What you will do:
Pick out each line of the listing below that contains the word "landscape", and copy those lines.

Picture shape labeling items
######
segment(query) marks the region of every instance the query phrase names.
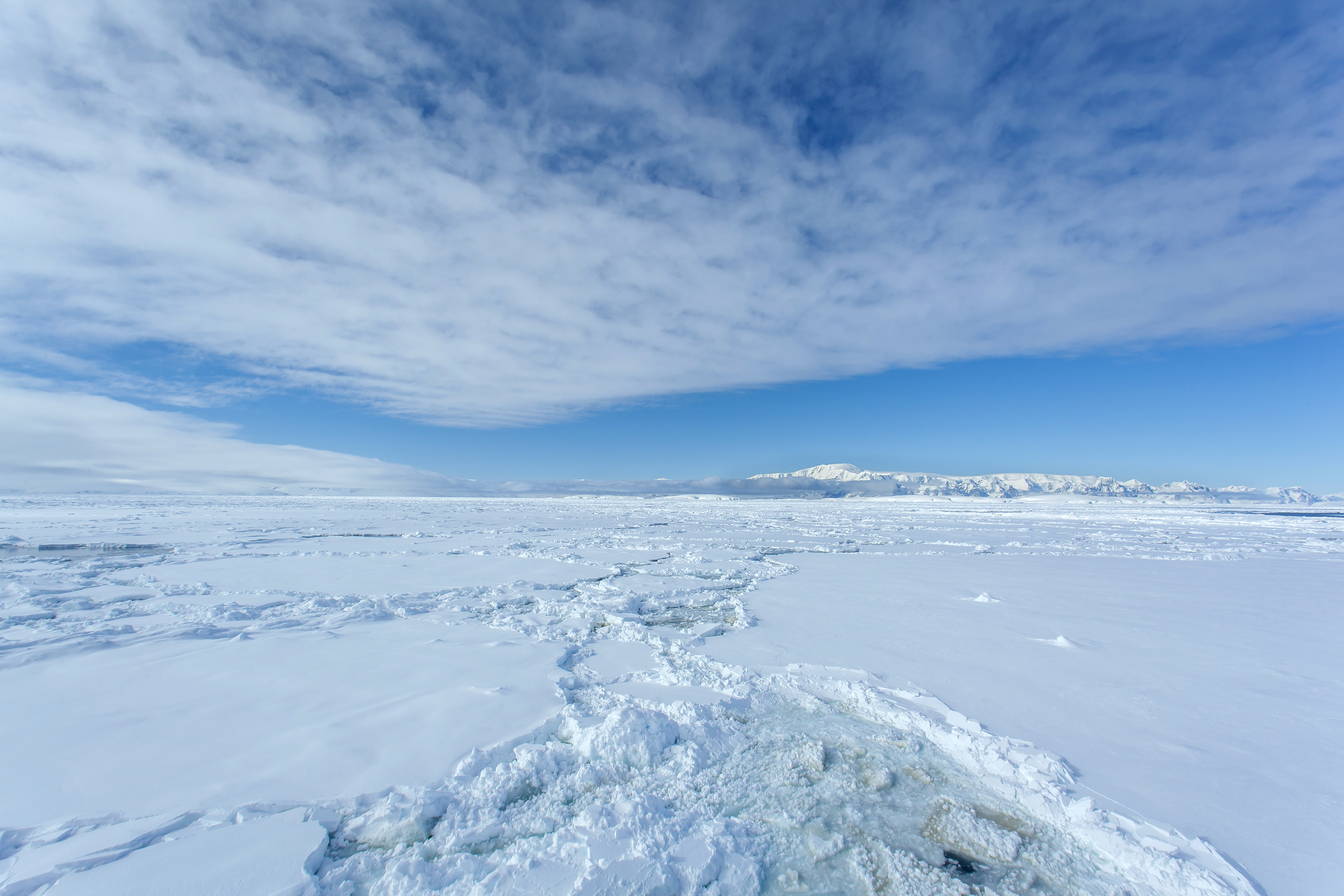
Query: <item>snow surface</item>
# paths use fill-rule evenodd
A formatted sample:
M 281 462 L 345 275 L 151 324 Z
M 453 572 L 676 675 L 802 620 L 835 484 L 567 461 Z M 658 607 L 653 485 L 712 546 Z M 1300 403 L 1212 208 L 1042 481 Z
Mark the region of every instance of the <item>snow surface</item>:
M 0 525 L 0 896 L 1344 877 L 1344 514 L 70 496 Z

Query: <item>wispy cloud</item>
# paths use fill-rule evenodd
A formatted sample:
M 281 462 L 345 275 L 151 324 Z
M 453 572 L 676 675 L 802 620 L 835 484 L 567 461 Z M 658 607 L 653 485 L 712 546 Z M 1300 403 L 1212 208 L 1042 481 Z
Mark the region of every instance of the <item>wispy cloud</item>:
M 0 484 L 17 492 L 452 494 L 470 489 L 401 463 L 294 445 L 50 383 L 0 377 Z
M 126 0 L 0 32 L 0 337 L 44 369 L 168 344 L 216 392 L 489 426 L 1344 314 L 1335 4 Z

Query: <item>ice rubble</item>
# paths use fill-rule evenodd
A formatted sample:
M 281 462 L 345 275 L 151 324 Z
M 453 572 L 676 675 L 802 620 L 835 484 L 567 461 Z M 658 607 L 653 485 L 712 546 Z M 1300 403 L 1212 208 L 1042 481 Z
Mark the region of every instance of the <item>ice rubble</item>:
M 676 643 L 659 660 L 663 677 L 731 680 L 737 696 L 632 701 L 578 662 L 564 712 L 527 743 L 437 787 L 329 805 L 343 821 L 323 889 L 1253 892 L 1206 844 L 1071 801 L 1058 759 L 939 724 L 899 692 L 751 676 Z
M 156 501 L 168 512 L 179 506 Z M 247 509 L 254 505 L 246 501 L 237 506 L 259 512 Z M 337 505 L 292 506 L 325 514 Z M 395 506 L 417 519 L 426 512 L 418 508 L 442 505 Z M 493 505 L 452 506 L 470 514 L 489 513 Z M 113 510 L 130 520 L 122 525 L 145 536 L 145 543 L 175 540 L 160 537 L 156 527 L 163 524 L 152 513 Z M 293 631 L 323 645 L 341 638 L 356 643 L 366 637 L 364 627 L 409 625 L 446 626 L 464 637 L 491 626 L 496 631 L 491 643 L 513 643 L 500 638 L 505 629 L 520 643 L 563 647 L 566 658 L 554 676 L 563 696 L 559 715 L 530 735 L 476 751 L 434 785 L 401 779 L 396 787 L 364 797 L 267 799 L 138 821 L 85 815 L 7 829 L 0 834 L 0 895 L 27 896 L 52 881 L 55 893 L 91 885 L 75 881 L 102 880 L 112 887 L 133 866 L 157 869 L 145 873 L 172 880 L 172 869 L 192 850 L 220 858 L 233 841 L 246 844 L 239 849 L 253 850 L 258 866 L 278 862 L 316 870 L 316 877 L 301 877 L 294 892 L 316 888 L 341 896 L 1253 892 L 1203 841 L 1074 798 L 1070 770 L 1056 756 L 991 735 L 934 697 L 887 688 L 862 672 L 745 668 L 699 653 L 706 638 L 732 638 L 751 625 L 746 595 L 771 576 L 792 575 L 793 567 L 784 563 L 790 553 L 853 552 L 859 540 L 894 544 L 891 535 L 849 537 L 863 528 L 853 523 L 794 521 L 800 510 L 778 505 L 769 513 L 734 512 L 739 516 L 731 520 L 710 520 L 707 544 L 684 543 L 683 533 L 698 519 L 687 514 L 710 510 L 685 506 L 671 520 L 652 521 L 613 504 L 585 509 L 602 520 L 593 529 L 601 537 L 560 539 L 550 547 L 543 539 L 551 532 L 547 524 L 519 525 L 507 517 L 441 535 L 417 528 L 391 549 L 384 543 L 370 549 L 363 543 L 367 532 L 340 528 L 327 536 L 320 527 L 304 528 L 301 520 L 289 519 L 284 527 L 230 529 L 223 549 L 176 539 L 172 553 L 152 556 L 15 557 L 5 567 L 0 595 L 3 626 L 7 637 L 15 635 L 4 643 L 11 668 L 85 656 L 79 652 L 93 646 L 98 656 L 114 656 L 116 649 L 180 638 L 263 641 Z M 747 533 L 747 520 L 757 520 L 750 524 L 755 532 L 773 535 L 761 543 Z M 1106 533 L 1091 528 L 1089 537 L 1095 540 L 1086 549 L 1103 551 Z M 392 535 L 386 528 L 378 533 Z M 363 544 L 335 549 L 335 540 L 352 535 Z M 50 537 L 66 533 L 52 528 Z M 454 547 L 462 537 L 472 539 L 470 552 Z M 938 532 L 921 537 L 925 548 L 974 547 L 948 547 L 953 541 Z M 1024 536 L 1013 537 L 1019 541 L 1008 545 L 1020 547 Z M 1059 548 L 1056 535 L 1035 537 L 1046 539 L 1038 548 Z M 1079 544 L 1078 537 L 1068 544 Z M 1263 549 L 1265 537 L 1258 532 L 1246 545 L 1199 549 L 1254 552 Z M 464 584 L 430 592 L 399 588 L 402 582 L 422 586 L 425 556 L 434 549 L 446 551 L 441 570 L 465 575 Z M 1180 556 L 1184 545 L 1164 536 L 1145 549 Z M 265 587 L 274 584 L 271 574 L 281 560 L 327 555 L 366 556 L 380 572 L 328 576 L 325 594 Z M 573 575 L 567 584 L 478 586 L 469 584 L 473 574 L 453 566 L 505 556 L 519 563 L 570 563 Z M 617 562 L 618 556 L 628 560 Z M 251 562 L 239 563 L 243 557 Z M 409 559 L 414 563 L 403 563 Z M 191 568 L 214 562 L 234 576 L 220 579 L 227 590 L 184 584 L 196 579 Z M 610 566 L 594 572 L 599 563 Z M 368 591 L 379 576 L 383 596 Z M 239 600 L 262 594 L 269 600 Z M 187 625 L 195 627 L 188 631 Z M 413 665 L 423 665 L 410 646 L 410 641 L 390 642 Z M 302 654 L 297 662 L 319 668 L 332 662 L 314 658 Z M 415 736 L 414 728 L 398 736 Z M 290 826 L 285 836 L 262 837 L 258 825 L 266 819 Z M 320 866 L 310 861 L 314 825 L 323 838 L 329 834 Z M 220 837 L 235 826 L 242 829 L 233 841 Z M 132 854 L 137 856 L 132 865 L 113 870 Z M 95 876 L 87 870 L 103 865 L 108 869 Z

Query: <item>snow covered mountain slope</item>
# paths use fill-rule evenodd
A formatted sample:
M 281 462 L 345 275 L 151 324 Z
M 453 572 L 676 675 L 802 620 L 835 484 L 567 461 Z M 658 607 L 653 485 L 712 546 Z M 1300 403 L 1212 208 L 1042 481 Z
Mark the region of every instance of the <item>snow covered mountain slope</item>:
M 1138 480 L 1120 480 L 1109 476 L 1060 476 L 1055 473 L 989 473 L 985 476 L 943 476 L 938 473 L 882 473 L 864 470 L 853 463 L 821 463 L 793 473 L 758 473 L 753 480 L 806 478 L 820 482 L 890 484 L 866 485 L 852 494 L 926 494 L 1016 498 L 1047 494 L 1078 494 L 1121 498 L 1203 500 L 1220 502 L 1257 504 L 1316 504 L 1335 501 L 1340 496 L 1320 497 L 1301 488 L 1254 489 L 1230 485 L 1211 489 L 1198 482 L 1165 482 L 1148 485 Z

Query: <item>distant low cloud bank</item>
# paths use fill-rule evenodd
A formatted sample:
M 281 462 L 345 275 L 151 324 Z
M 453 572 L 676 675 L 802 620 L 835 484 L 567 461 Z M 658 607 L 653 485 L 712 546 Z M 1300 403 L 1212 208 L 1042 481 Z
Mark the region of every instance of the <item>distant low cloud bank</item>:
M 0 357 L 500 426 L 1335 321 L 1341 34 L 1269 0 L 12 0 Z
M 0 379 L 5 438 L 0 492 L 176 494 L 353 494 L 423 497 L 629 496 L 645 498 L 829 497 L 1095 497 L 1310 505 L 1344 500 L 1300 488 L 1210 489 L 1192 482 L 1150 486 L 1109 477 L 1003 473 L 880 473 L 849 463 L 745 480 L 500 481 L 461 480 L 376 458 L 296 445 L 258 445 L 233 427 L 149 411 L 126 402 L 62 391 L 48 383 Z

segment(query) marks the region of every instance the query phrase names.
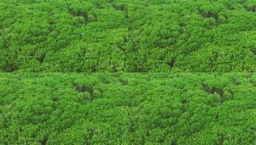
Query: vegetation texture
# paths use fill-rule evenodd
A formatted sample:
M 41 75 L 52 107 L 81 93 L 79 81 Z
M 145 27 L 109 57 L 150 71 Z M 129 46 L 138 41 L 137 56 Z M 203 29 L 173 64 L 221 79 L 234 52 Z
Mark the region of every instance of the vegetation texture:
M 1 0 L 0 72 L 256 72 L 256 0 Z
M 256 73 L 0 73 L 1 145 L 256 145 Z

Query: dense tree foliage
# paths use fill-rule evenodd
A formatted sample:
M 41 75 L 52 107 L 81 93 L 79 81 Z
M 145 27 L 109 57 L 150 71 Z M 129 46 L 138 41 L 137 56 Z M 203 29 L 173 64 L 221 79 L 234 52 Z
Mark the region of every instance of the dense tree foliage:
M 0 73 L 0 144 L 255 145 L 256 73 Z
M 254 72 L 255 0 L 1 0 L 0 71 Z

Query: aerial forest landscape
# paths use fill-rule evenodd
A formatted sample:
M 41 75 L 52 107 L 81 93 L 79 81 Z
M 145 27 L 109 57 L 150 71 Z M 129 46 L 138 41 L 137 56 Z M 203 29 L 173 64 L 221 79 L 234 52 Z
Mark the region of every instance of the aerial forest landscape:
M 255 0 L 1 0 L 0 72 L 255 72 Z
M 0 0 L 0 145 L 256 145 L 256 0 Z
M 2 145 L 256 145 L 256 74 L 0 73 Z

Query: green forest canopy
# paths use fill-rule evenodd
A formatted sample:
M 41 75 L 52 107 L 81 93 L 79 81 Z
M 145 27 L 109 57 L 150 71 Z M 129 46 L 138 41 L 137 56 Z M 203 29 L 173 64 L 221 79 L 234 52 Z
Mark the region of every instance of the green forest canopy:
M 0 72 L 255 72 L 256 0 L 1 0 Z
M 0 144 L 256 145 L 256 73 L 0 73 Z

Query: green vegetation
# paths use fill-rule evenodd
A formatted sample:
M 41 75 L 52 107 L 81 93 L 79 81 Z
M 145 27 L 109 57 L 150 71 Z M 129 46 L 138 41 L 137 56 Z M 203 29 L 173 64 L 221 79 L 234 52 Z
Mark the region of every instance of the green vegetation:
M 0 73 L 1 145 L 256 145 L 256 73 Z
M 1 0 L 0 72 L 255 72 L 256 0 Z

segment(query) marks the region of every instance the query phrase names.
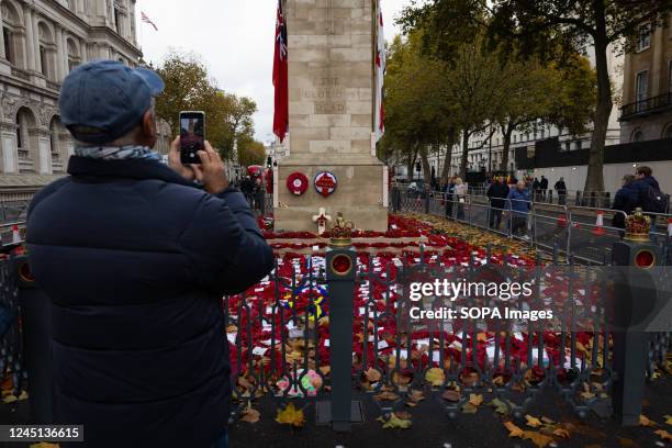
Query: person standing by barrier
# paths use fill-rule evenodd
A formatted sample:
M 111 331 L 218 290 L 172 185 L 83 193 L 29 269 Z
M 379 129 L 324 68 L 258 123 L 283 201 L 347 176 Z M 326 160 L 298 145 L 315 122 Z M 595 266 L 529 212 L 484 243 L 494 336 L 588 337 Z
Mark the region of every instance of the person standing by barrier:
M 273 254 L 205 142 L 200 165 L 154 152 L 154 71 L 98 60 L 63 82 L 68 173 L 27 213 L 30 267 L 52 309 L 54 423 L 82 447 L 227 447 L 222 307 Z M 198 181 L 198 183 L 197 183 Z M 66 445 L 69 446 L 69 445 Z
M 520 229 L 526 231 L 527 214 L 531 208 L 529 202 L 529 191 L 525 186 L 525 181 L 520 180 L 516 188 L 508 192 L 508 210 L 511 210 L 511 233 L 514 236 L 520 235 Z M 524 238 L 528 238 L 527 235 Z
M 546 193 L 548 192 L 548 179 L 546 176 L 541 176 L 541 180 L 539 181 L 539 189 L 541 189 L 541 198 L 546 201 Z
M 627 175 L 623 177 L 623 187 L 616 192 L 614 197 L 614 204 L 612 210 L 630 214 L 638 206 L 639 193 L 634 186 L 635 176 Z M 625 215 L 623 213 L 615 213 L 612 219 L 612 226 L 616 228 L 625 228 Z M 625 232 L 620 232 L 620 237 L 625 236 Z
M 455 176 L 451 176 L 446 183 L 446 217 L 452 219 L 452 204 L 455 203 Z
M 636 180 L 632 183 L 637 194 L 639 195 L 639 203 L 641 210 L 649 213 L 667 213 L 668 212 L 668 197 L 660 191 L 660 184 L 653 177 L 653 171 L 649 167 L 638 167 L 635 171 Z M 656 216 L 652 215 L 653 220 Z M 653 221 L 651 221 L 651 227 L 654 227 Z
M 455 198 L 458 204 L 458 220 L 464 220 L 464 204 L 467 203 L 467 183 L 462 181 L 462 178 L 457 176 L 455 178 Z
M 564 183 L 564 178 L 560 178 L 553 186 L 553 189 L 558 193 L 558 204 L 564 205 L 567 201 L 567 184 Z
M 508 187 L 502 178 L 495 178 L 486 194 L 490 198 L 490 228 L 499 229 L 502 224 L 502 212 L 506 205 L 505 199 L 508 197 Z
######
Solution:
Query: aerial forest landscape
Mark the region of every instance of the aerial forest landscape:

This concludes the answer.